Many see his attendance at the Group of Seven summit and then the NATO summit over the next week as a one-shot chance: not just to help fix relations with Washington's bruised allies, but also to reassert the faltering influence of the U.S. and the West itself.

The visit will also be shadowed by questions about whether Biden, for all his trans-Atlantic experience, is actually more focused on the rising competitor in Beijing than in old Cold War allies across the pond.

"After four tumultuous years of Trump, the Europeans have now got the U.S. leadership they always dreamed of," said Fabrice Pothier, NATO's former head of policy planning. "Except now the story has moved on."

Image: G-7 leaders meet at 2019's summit in Biarritz, France
The G-7 leaders meet at 2019's summit in Biarritz, France.Ian Langsdon / Pool via Reuters file

From Friday to Sunday, Biden and his team will attend the G-7 summit of the leading industrial nations, an international spectacle crammed into the small Cornish seaside resort of Carbis Bay, in the southwest corner of England.

Provided material:

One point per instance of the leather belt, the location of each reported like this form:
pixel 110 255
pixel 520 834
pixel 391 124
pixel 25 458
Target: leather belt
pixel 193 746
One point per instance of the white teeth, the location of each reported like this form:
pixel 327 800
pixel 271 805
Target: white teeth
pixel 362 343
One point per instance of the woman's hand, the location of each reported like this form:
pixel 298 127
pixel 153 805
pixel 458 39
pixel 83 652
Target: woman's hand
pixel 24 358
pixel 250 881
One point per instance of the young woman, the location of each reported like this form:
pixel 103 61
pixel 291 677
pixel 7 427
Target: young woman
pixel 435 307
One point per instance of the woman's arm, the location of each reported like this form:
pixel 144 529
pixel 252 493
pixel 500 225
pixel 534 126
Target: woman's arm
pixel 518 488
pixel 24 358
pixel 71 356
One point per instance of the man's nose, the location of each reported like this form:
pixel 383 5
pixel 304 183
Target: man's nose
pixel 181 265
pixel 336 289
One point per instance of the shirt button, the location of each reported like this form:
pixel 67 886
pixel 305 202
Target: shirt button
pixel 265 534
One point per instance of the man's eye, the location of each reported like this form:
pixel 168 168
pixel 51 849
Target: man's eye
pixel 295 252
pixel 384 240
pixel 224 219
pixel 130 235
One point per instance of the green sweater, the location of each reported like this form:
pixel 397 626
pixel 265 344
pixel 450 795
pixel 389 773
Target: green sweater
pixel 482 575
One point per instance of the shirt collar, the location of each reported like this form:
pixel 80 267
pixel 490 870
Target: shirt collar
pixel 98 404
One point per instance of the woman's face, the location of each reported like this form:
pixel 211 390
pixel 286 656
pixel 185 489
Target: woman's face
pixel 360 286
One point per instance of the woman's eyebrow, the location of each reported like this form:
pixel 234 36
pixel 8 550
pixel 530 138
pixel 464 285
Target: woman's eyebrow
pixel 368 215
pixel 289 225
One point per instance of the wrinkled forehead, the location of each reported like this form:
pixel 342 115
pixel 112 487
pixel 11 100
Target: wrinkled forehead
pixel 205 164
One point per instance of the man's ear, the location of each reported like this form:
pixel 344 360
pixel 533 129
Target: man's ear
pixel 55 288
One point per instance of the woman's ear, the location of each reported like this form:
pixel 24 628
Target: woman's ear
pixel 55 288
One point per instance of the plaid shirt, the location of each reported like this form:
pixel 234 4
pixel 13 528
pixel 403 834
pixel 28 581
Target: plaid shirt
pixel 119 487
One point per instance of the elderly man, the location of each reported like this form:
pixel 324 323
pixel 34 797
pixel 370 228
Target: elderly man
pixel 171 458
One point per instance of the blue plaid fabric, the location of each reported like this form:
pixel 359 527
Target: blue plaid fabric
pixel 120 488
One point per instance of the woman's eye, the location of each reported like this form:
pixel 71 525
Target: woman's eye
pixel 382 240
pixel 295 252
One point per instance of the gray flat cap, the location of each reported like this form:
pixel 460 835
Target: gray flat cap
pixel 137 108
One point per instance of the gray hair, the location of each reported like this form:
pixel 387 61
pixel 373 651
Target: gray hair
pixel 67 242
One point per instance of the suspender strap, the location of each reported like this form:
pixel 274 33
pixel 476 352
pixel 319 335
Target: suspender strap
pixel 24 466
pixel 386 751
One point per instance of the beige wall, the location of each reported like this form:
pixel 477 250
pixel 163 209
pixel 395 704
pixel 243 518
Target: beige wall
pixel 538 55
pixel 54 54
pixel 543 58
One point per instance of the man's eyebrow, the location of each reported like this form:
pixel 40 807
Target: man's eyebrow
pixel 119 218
...
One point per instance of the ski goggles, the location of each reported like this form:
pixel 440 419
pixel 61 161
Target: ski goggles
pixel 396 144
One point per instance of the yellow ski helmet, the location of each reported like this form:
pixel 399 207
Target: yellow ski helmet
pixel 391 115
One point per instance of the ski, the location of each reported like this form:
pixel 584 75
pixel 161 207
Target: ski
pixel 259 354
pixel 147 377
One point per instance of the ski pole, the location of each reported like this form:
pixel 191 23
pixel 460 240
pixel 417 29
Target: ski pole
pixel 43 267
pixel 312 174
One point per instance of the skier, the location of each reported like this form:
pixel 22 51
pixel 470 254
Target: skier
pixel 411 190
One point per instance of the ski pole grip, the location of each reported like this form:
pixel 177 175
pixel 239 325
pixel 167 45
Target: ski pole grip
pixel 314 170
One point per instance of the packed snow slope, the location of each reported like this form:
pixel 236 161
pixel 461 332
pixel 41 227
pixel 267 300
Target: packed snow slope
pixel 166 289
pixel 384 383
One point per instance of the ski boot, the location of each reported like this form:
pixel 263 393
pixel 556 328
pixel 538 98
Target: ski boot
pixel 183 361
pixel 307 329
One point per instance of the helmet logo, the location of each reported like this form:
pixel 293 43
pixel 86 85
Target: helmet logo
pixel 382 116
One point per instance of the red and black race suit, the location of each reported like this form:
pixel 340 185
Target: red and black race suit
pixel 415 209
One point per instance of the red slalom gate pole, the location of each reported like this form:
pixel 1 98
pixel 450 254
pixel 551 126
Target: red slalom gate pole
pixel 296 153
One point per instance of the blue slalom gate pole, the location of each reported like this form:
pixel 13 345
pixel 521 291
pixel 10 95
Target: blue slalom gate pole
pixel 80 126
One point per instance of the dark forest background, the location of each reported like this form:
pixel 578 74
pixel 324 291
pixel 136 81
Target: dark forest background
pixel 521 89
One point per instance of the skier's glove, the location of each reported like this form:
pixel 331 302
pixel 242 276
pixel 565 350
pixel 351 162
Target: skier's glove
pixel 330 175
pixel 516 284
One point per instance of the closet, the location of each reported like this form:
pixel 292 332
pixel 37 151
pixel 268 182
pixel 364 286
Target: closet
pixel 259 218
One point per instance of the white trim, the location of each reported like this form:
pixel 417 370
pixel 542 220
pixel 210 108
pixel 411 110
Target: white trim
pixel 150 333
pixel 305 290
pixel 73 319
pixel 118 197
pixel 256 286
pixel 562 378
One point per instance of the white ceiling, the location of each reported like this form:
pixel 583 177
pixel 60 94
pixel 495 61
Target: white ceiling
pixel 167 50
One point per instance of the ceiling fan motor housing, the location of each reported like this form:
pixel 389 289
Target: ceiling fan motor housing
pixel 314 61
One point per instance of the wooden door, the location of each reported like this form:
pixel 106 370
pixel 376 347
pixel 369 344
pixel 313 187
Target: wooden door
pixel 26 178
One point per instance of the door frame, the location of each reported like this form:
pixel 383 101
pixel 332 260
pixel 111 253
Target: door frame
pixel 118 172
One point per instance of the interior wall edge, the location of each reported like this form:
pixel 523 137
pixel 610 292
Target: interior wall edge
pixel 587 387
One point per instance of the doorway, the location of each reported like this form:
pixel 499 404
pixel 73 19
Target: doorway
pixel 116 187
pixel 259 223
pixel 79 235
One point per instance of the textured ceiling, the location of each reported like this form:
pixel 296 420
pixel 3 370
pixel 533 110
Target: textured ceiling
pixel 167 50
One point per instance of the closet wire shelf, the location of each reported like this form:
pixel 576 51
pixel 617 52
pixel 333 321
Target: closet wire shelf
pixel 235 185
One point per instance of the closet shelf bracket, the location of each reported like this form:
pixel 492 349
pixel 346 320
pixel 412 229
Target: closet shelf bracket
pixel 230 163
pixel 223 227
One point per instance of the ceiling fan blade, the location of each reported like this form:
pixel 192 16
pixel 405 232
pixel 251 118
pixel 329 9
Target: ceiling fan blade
---
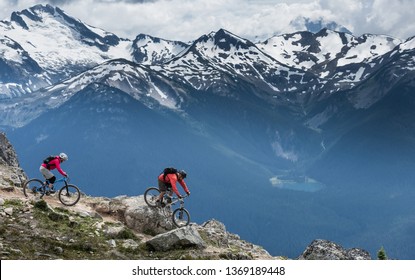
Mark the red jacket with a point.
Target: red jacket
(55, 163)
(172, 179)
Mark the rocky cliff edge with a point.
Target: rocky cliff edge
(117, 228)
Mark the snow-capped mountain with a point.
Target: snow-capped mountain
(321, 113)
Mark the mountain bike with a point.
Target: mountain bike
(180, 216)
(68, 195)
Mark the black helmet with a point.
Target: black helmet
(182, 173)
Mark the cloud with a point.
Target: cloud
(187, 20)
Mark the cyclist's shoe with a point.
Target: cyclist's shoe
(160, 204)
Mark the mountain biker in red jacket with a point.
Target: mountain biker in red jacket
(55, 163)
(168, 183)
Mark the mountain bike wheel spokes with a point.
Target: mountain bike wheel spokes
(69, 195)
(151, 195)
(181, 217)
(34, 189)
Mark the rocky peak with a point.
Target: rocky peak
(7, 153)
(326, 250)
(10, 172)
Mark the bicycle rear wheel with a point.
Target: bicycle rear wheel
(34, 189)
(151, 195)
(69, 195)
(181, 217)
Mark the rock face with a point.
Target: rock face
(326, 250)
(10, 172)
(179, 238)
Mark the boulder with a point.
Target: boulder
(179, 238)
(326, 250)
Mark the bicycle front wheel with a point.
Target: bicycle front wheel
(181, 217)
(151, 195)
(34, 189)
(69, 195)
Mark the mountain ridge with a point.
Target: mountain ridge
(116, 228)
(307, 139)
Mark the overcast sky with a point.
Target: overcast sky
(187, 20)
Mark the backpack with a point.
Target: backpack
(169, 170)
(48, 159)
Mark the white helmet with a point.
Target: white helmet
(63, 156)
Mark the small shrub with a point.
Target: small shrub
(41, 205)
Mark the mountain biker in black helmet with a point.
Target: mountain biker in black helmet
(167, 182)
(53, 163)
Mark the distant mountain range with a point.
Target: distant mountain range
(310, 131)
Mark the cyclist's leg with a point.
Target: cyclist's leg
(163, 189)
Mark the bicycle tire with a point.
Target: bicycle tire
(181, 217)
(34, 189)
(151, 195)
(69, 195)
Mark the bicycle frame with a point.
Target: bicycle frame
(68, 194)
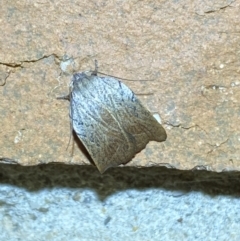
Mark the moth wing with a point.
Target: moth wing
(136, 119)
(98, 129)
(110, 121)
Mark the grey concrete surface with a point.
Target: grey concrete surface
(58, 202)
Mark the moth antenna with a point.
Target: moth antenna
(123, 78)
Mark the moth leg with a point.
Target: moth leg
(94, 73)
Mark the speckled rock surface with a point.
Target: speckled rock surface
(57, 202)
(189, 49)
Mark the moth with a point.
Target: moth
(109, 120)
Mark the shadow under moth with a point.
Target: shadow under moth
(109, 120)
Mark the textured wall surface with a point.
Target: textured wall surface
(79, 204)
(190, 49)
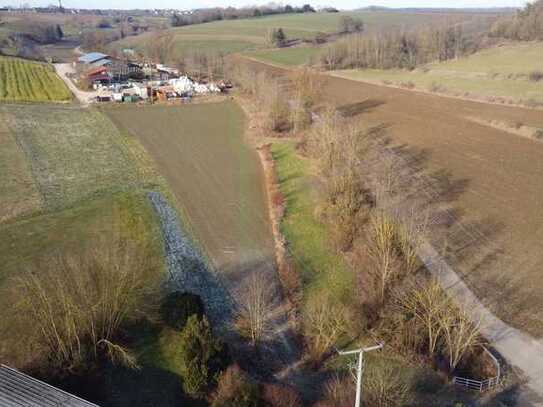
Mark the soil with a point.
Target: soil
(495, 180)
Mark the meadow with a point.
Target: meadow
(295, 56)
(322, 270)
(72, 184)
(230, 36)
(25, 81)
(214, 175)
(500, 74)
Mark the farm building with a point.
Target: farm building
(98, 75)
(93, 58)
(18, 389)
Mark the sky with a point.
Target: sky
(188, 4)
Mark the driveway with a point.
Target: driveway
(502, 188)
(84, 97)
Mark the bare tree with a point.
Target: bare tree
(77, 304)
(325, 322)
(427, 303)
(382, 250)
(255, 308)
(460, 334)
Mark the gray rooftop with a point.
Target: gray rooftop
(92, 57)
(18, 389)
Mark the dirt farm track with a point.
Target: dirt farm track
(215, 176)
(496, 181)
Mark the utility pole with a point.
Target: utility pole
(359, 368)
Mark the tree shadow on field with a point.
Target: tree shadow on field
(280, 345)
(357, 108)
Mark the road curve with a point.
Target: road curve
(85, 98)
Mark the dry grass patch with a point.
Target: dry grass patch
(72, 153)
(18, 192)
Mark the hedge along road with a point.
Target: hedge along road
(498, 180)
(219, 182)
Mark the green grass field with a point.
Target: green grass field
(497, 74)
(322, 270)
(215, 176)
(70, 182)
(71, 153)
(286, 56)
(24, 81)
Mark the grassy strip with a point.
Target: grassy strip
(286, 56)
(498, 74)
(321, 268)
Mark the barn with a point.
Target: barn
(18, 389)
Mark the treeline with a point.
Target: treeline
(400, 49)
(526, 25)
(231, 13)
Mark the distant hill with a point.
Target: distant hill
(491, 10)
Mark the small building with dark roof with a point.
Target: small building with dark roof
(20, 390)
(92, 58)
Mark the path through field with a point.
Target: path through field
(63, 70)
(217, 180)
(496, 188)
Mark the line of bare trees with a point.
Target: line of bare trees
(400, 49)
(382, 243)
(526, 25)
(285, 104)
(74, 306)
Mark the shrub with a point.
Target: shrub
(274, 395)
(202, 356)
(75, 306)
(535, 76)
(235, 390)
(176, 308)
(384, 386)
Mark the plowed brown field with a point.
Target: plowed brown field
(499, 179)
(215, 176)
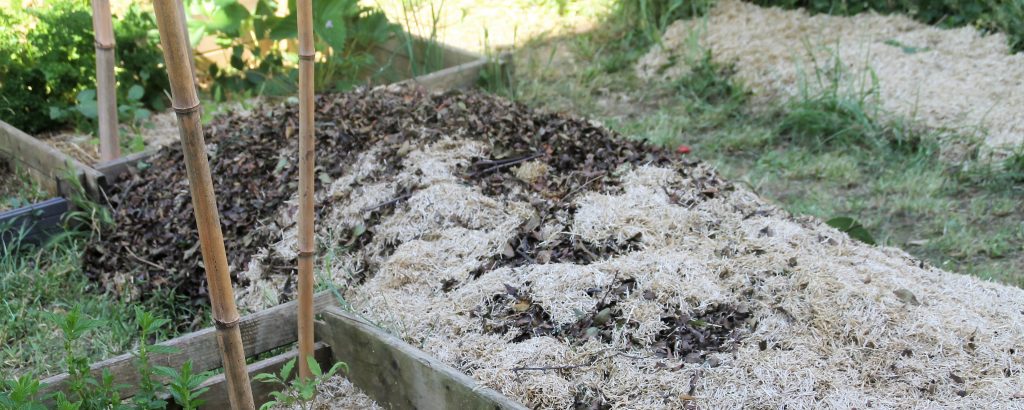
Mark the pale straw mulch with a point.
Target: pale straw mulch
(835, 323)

Work order: For each statement below, say whether it agrees with the excerpt about Biden's summit trip, and quote the exact words that decide it. (a) Biden and his team will attend the G-7 summit from Friday to Sunday. (b) Fabrice Pothier is NATO's current head of policy planning. (c) This year's G-7 summit takes place in Biarritz, France.

Solved problem:
(a) Yes: "From Friday to Sunday, Biden and his team will attend the G-7 summit of the leading industrial nations"
(b) No: "Fabrice Pothier, NATO's former head of policy planning"
(c) No: "crammed into the small Cornish seaside resort of Carbis Bay, in the southwest corner of England"